Written exercise:
Copy the records that follow exactly as written, but not their pictures.

Given information:
»»

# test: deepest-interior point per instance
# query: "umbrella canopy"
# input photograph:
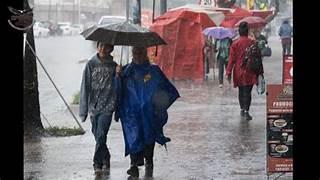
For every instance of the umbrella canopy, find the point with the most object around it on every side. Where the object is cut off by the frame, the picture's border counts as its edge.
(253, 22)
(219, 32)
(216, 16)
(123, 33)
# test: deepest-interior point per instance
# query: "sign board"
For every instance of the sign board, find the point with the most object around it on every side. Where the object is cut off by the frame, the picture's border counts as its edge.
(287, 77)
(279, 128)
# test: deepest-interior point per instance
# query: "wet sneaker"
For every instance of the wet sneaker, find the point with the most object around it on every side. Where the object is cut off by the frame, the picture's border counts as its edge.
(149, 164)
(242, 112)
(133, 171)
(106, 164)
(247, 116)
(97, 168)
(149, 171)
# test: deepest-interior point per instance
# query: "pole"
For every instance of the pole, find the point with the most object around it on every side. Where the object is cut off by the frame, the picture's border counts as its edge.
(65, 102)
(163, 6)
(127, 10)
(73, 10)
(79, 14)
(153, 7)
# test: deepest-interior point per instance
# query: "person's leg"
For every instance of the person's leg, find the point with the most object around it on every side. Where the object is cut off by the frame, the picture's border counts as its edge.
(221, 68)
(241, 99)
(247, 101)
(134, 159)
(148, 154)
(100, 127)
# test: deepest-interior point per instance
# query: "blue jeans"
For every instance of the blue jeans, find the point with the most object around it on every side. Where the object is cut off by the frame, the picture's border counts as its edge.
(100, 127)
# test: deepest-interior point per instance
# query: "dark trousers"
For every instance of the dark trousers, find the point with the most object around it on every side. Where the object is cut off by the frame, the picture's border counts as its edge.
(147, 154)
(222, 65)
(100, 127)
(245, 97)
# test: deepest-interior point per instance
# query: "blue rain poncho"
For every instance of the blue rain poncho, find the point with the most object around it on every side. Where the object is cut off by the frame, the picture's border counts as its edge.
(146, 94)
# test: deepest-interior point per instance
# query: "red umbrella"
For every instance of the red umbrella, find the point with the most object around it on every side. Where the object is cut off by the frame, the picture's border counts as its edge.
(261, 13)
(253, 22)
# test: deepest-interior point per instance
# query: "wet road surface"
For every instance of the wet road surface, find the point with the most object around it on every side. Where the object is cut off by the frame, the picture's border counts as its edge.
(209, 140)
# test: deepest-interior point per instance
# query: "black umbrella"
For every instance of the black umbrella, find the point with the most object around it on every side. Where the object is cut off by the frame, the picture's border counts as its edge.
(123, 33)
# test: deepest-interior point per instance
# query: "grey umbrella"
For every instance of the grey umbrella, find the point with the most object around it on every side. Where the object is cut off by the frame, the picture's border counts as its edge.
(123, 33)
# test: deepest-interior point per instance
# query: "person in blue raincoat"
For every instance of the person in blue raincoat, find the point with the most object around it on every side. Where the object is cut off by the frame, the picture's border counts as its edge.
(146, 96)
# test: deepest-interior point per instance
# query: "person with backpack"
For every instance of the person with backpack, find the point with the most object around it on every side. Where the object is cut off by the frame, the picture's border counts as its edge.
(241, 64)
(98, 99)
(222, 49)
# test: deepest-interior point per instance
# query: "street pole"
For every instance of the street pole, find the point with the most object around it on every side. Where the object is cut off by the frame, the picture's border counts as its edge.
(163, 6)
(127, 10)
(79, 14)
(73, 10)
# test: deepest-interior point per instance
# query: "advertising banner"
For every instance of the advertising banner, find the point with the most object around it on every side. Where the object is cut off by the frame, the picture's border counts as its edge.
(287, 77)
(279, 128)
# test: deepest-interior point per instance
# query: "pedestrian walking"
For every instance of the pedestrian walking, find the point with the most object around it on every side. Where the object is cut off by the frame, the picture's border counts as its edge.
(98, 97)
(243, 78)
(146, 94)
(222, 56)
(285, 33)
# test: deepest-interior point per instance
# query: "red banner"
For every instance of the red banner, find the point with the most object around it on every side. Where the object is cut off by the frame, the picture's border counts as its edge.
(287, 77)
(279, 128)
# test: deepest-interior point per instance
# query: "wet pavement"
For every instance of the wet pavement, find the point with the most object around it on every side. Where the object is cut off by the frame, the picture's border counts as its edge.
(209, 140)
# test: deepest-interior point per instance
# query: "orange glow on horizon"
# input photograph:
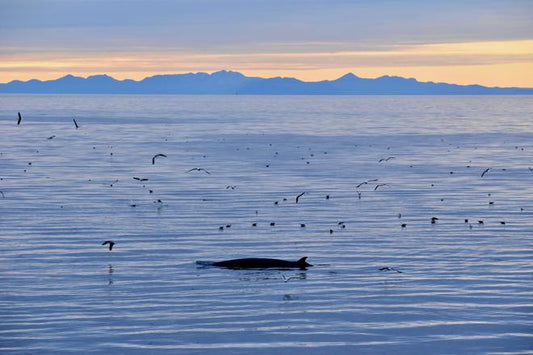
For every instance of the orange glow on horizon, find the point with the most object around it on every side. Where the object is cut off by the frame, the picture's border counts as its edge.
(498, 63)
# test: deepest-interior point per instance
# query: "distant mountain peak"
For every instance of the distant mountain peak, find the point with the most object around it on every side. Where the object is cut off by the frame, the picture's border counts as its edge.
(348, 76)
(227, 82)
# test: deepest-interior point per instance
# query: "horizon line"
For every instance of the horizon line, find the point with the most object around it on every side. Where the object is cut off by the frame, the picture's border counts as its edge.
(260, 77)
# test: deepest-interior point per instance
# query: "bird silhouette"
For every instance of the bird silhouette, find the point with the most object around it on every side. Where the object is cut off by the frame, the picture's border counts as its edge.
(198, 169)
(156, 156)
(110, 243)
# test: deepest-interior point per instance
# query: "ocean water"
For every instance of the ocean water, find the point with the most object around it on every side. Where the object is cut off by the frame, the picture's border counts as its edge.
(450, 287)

««

Final answer:
# test: deepest-interior point per instance
# query: "umbrella canopy"
# input photograph:
For every instance of the umbrella canopy, find the point with the most object around it on every side. Where the object is cut off by the frame, the picture's border counts as its edge.
(253, 22)
(219, 32)
(216, 16)
(123, 33)
# test: deepest-interior point per instance
# query: "sign board"
For every instance of the sign board, find the point with the most object around it on every side. Where the object is cut off by the frame, the picture's border counts as its edge.
(287, 77)
(279, 128)
# test: deepest-interior point per instance
# query: "wet sneaker"
For every instance of the wet sneaker, find the point with the most object around it on every side. Where the object is cut off by the frame, the picture's border counts as its edge.
(149, 164)
(242, 112)
(133, 171)
(106, 164)
(247, 116)
(97, 168)
(149, 171)
# test: deepest-interior point per instance
# query: "pole"
For every instance of the pole, find the point with the most object around it on every side. Where the object is cut off by the frame, the picture's border counts as its edge.
(65, 102)
(163, 6)
(127, 10)
(73, 10)
(79, 14)
(153, 7)
# test: deepest-interior point per instance
# query: "person's leg"
For every instance of the person's leg, find the point with the most object around it on every side. Where the object is cut off by the frame, the picture's border counts as its edge.
(221, 68)
(241, 99)
(247, 101)
(134, 159)
(148, 154)
(100, 127)
# test: deepest-interior point per instance
# query: "blue jeans"
For every instance of the blue jeans, find the point with the most object around it on every side. Where the object is cut off by the frame, the picture's border counts as its edge.
(100, 127)
# test: deepest-interior point per instance
# query: "dark trousers"
For every instance of the dark trousers, find the point with the most object around it on every side. Where the object is cut off by the frame, the picture's border counts as its edge.
(147, 154)
(222, 65)
(100, 127)
(245, 97)
# test: deepest-interior point per instance
# query: "blue rain poncho"
For every instance of the blue rain poncho, find the point with the most object around it on every side. Where the object is cut off by the frame, the picture's border counts as its edge.
(146, 94)
# test: deepest-interior point per instance
# query: "red umbrella"
For every instance of the red umbrella, find the point with the most object around it on every side. Where the object is cut off by the frame, the picture's border counts as its edge.
(261, 13)
(253, 22)
# test: deepest-interior point per instance
# query: "wet road surface"
For every instance of the wet road surface, find the point with the most object around it on every side. Where the object is cut off by the frame, the picture's border counts as its edge.
(209, 140)
# test: deepest-interior point per instance
# query: "black umbrella"
For every instance of the black umbrella, find the point with the most object around it on every side. Where the object is cut off by the frame, the picture's border counts as its edge.
(123, 33)
# test: deepest-interior point per instance
# query: "grey umbrella"
For every instance of the grey umbrella, find the point with the most object around it on every side. Where the object is cut off by the frame, the picture's border counts as its edge.
(123, 33)
# test: deepest-interior point per instance
# query: "person in blue raincoat"
For every instance of the person in blue raincoat, find the point with the most object around it on every side. Where the object is cut off by the frame, the picture's border counts as its edge.
(146, 96)
# test: deepest-interior point per instance
# query: "person with backpack"
For every instance of the person with backpack, find the point with the most object around it on every side. Where the object is cut off by the frame, the picture's border counts as its edge.
(241, 64)
(98, 99)
(222, 49)
# test: deepest-interior point per instance
# query: "street pole"
For every instance of the street pole, find the point with the most object around it on every side. Where the object is cut off by the frame, the picture's border counts as its edge.
(163, 6)
(127, 10)
(79, 14)
(73, 10)
# test: deepest-interior point per instance
# query: "advertising banner"
For every instance of the advertising banner, find the point with the most object around it on every side. Where the object is cut off by the frame, the picture's border counts as its edge.
(287, 77)
(279, 128)
# test: deepest-interior point per instance
# query: "pedestrian walking"
For every instance of the pedestrian walking, find the point with the most object around it on every side. Where the object is cut off by the frame, the picture's border counts as its edge.
(98, 97)
(243, 78)
(146, 94)
(222, 56)
(285, 33)
# test: deepest-interior point per instance
# query: "red banner"
For every instance of the red banner, find the point with the most object around it on every side. Where the object is cut off by the frame, the picture's border counts as its edge.
(287, 77)
(279, 128)
# test: deepest-interior point per instance
# query: "wet pavement"
For every instance of the wet pavement, find the point with the most object around it on every side. Where the object is cut off by the frame, the picture's border counts as its edge.
(209, 140)
# test: deepest-interior point per instance
# query: "orange glow on horizon"
# input photograph:
For every instance of the orange glow on horizon, find the point with the most object around it on every side. Where the object is cut off by the frame, the picture's border counts as its edge.
(498, 63)
# test: deepest-interior point per instance
# query: "distant mountain peak"
For every instance of the distant mountain peak, find the point with the most object around it on every side. Where the object is cut off by the frame, the picture's border counts as its edge.
(348, 76)
(227, 82)
# test: deepest-interior point per instance
# query: "horizon line"
For every instance of the horizon line, find the point with the most object around it on every side. Where the object is cut off by the frame, the picture's border counts as its edge.
(260, 77)
# test: deepest-interior point per instance
# query: "bird silhouette"
For every instance of the bird silhouette, find the point with the most object around it on every side. Where the object is cut off by the frame, the picture's border counts as its edge.
(198, 169)
(156, 156)
(110, 243)
# test: deepest-interior point per instance
# query: "ocean water"
For every instance of the ocean water, find the point with the most object around it on every side. Where the object is cut off by the frame, the picture's border counts as its edge.
(450, 287)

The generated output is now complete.